■ **Records provided**

Content starts

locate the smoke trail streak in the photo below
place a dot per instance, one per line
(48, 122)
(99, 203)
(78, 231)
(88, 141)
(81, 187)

Content ends

■ **Required action**
Output every entry exactly as it appears.

■ **Result of the task**
locate the smoke trail streak in the photo below
place a dot per instance, one per line
(48, 122)
(99, 203)
(78, 231)
(88, 141)
(81, 187)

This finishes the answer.